节选
════

Leetcode之next Permutation 利用map,特殊要求的字符串比较
15 July 2014
next Permutation
Implement next permutation, which rearranges numbers into the lexicographically next greater permutation of numbers.
If such arrangement is not possible, it must rearrange it as the lowest possible order (ie, sorted in ascending order).
The replacement must be in-place, do not allocate extra memory.
Here are some examples. Inputs are in the left-hand column and its corresponding outputs are in the right-hand column.
1,2,3 → 1,3,23,2,1 → 1,2,31,1,5 → 1,5,1
解法:不好干啊,推了半天,终于一次性AC。数组的后方i开始搜索(后方是一个降序数组),在i的后方找到比num[i]大的最小的数(在降序数组中找大于num[i]的最小的数,可以二分找更快),交换。交换后i以后元素仍然是一个降序的排列。然后转置该部分元素。
代码如下:
//{java}
public class Solution {
public void nextPermutation(int[] num) {
int i,j;
waiceng:
for(i=num.length-2;i>=0;i--)
{
//这里直接从数组最小的元素开始找,二分找应该更快
for(j=num.length-1;j>i;j--)

════

已存数据行

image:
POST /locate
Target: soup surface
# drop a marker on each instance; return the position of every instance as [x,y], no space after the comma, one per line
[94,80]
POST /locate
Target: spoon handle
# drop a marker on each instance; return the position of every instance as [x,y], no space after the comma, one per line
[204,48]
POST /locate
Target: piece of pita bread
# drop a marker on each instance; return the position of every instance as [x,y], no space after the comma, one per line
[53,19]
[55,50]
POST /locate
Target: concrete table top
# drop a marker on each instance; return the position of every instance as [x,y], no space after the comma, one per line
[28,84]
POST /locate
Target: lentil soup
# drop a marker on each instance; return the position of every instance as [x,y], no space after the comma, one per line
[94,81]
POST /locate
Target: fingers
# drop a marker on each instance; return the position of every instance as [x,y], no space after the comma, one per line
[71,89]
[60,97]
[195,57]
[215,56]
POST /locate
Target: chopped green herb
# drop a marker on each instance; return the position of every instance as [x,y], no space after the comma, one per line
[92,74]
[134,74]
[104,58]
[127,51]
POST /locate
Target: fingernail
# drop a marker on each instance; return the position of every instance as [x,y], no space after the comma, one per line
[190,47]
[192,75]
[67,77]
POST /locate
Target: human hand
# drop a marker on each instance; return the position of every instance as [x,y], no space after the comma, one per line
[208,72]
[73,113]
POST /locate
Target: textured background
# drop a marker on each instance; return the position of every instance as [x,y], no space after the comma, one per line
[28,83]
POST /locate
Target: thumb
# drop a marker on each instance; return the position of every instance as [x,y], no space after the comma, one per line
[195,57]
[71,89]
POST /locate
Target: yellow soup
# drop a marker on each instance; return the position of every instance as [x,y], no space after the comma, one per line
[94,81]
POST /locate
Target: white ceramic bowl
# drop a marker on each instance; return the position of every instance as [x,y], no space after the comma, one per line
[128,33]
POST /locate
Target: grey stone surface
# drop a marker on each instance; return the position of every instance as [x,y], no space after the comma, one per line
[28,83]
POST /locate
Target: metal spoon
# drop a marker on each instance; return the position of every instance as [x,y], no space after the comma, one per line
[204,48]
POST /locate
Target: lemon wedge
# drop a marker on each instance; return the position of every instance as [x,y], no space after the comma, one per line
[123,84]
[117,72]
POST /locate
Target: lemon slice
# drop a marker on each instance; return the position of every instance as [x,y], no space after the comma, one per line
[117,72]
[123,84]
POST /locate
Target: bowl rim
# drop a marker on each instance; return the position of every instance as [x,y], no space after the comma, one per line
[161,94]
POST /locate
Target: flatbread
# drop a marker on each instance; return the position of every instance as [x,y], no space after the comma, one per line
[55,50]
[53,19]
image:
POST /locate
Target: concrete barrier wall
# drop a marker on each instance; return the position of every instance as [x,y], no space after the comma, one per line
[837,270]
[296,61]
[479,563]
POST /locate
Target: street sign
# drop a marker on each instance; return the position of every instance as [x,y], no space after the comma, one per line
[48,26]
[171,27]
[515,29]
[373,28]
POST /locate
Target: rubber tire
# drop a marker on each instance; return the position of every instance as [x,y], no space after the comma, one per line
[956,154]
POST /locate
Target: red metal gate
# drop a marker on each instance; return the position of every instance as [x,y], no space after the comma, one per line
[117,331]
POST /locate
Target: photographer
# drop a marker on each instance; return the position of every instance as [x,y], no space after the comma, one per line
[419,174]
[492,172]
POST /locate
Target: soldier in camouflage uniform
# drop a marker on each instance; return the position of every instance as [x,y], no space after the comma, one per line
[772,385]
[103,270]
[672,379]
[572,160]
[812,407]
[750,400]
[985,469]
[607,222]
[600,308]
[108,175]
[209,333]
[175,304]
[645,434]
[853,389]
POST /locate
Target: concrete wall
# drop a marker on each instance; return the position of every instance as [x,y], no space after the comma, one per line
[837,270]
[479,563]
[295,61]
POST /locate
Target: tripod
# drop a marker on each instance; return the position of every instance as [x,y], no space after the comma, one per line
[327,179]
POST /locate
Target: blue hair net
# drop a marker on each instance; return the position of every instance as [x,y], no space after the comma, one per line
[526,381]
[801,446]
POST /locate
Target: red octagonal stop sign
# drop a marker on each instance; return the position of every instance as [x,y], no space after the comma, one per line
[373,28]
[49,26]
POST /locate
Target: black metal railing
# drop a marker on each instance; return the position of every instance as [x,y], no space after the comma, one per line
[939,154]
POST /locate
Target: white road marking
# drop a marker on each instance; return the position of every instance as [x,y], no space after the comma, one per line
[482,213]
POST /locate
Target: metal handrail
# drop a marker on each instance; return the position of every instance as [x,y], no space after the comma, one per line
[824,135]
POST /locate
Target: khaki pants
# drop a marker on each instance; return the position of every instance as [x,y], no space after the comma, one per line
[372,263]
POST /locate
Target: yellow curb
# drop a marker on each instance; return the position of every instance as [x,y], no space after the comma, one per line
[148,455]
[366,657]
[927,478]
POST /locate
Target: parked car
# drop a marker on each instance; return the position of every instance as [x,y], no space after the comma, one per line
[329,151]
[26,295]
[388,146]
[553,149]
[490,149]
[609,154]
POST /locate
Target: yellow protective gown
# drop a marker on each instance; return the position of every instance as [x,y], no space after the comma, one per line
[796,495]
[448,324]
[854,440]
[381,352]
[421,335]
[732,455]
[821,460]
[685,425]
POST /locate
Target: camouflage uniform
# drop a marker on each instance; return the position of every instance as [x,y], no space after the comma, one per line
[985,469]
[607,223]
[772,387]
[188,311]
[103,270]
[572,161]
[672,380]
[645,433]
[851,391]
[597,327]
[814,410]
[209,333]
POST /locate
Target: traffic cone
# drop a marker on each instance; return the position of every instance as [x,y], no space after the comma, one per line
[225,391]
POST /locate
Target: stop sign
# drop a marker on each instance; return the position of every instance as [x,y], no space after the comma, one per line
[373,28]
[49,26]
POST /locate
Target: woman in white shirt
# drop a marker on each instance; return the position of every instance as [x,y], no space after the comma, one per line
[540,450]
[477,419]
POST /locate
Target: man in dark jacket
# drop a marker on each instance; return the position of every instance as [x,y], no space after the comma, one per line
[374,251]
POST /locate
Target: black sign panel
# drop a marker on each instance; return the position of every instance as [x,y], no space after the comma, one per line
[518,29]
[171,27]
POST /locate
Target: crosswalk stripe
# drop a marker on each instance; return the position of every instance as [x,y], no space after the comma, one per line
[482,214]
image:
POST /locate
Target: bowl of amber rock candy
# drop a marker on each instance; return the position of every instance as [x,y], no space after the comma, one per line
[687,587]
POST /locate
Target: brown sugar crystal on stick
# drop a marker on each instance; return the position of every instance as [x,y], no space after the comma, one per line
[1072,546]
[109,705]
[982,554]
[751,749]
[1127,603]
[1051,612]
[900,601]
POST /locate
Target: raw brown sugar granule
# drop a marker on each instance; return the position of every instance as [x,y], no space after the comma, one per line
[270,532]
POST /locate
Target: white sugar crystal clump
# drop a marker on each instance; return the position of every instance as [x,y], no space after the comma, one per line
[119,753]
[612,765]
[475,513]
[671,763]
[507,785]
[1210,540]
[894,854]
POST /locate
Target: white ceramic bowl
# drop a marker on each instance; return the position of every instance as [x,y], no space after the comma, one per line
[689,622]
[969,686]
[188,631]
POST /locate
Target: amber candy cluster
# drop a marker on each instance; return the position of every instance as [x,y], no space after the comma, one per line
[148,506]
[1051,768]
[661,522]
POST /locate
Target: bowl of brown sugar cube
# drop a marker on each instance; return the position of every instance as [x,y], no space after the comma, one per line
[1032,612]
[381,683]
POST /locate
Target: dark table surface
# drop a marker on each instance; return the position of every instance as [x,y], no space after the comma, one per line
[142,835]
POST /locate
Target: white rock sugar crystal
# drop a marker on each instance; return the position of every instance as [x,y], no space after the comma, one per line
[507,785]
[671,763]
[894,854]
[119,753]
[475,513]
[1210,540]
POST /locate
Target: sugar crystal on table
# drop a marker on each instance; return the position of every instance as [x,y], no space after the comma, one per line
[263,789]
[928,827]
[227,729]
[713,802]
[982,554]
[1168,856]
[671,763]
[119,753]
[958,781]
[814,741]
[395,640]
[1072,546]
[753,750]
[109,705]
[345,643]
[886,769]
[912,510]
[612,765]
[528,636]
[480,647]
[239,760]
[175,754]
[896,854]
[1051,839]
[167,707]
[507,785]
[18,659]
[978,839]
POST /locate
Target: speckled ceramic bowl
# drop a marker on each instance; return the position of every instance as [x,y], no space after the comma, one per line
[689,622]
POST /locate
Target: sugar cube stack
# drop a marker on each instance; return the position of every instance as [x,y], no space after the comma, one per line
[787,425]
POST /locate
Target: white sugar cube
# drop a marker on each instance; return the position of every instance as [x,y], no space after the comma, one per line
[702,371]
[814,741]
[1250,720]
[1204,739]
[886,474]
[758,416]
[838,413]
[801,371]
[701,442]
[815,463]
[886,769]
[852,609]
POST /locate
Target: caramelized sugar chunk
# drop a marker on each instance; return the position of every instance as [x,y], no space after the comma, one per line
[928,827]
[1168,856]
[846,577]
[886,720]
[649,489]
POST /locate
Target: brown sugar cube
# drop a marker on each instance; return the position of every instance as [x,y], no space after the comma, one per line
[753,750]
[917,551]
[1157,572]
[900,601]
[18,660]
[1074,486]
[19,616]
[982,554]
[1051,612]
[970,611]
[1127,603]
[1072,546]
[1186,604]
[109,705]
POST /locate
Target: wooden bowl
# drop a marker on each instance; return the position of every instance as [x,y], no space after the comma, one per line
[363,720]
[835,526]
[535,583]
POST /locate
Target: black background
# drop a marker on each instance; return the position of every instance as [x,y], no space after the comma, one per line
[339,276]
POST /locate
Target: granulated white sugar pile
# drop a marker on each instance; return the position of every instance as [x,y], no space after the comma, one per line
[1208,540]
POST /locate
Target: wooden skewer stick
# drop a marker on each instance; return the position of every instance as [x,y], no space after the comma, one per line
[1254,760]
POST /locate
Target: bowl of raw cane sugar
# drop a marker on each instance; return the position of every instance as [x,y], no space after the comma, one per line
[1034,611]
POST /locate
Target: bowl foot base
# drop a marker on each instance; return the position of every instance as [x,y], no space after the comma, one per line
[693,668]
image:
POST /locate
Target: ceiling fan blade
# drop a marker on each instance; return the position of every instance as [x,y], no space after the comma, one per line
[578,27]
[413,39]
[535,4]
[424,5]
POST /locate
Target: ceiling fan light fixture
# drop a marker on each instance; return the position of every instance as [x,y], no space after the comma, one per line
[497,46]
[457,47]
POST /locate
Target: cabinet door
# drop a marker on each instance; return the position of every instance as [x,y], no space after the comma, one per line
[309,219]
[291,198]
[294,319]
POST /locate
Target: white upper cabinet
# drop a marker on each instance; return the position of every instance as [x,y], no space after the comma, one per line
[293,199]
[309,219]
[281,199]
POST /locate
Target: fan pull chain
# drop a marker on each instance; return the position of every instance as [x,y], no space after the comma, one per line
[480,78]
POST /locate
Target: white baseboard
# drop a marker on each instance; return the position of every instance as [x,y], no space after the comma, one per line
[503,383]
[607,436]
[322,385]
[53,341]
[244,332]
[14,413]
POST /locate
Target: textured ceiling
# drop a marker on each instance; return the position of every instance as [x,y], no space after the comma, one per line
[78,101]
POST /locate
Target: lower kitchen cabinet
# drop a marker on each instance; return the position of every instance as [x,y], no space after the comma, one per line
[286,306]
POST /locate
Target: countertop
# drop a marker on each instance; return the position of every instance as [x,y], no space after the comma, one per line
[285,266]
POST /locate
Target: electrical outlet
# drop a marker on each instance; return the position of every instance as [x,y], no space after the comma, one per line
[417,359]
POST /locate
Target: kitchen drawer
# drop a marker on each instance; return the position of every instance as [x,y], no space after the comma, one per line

════

请将上面这篇讲 next Permutation 解法的节选从头到尾完整誊写一遍。

Leetcode之next Permutation 利用map,特殊要求的字符串比较
15 July 2014
next Permutation
Implement next permutation, which rearranges numbers into the lexicographically next greater permutation of numbers.
If such arrangement is not possible, it must rearrange it as the lowest possible order (ie, sorted in ascending order).
The replacement must be in-place, do not allocate extra memory.
Here are some examples. Inputs are in the left-hand column and its corresponding outputs are in the right-hand column.
1,2,3 → 1,3,23,2,1 → 1,2,31,1,5 → 1,5,1
解法:不好干啊,推了半天,终于一次性AC。数组的后方i开始搜索(后方是一个降序数组),在i的后方找到比num[i]大的最小的数(在降序数组中找大于num[i]的最小的数,可以二分找更快),交换。交换后i以后元素仍然是一个降序的排列。然后转置该部分元素。
代码如下:
//{java}
public class Solution {
public void nextPermutation(int[] num) {
int i,j;
waiceng:
for(i=num.length-2;i>=0;i--)
{
//这里直接从数组最小的元素开始找,二分找应该更快
for(j=num.length-1;j>i;j--)